Task brief: Every entry should be reproduced precisely, with each picture left out.
Content starts
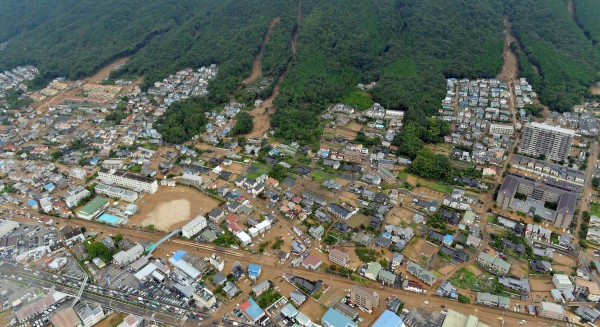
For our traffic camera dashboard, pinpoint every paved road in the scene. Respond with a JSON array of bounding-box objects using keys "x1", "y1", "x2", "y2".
[
  {"x1": 0, "y1": 262, "x2": 197, "y2": 327},
  {"x1": 17, "y1": 215, "x2": 571, "y2": 326}
]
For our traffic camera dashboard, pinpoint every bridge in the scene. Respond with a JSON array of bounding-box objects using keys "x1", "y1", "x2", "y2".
[
  {"x1": 145, "y1": 229, "x2": 180, "y2": 254},
  {"x1": 71, "y1": 273, "x2": 88, "y2": 307}
]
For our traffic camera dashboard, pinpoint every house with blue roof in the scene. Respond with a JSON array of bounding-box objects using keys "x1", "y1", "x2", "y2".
[
  {"x1": 172, "y1": 250, "x2": 187, "y2": 261},
  {"x1": 44, "y1": 183, "x2": 55, "y2": 192},
  {"x1": 26, "y1": 199, "x2": 38, "y2": 209},
  {"x1": 248, "y1": 263, "x2": 261, "y2": 280},
  {"x1": 240, "y1": 298, "x2": 265, "y2": 323},
  {"x1": 443, "y1": 234, "x2": 454, "y2": 246},
  {"x1": 280, "y1": 303, "x2": 299, "y2": 319},
  {"x1": 372, "y1": 310, "x2": 403, "y2": 327},
  {"x1": 321, "y1": 307, "x2": 357, "y2": 327}
]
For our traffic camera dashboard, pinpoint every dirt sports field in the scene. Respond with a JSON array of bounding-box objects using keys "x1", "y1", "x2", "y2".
[{"x1": 129, "y1": 186, "x2": 219, "y2": 231}]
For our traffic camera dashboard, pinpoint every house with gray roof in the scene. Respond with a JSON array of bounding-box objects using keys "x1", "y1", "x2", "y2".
[
  {"x1": 476, "y1": 292, "x2": 510, "y2": 309},
  {"x1": 406, "y1": 262, "x2": 436, "y2": 285},
  {"x1": 498, "y1": 276, "x2": 530, "y2": 293},
  {"x1": 377, "y1": 269, "x2": 396, "y2": 286},
  {"x1": 477, "y1": 252, "x2": 511, "y2": 275}
]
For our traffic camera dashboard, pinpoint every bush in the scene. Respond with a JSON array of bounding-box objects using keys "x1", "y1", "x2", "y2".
[{"x1": 458, "y1": 294, "x2": 470, "y2": 303}]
Content ends
Written response:
For our traffic camera dashboard, pinpoint every paved road in the scene. Respond with a JSON array of bounding-box objects using keys "x1", "y1", "x2", "y2".
[
  {"x1": 0, "y1": 262, "x2": 197, "y2": 327},
  {"x1": 17, "y1": 215, "x2": 571, "y2": 326}
]
For our traffic camera dashboard, pinpoint every bridge in the scene. Respond with a JSON array of bounding-box objects using keys "x1", "y1", "x2", "y2".
[
  {"x1": 145, "y1": 229, "x2": 180, "y2": 254},
  {"x1": 71, "y1": 273, "x2": 88, "y2": 307}
]
For our traffic camera dashboard, pinpoint every house with blue roof in the scene. Respond with a JSON array of bounding-box objects using keys "x1", "y1", "x2", "y2".
[
  {"x1": 172, "y1": 250, "x2": 187, "y2": 261},
  {"x1": 44, "y1": 183, "x2": 55, "y2": 192},
  {"x1": 26, "y1": 199, "x2": 38, "y2": 209},
  {"x1": 248, "y1": 263, "x2": 261, "y2": 280},
  {"x1": 240, "y1": 298, "x2": 265, "y2": 323},
  {"x1": 443, "y1": 234, "x2": 454, "y2": 246},
  {"x1": 280, "y1": 303, "x2": 299, "y2": 319},
  {"x1": 372, "y1": 310, "x2": 403, "y2": 327},
  {"x1": 321, "y1": 307, "x2": 357, "y2": 327}
]
For our traffic camera dashboard, pinpoint every dirt sports field in the scene. Respond with a JSON array of bounding-box objects using keys "x1", "y1", "x2", "y2".
[{"x1": 129, "y1": 186, "x2": 219, "y2": 231}]
For our traffic camera dashboard, pinpoint every house with gray roof in the scene. Respond with a JSON array of bounding-box objects using keys "x1", "y1", "x2", "y2".
[
  {"x1": 476, "y1": 292, "x2": 510, "y2": 309},
  {"x1": 406, "y1": 262, "x2": 436, "y2": 285},
  {"x1": 498, "y1": 276, "x2": 530, "y2": 293},
  {"x1": 377, "y1": 269, "x2": 396, "y2": 286},
  {"x1": 477, "y1": 252, "x2": 511, "y2": 275}
]
For our traffic camera dashboard, pinpoint every bush in the scene. Respond with a JSON array of bounding-box objects using keys "x1", "y1", "x2", "y2".
[{"x1": 458, "y1": 294, "x2": 470, "y2": 303}]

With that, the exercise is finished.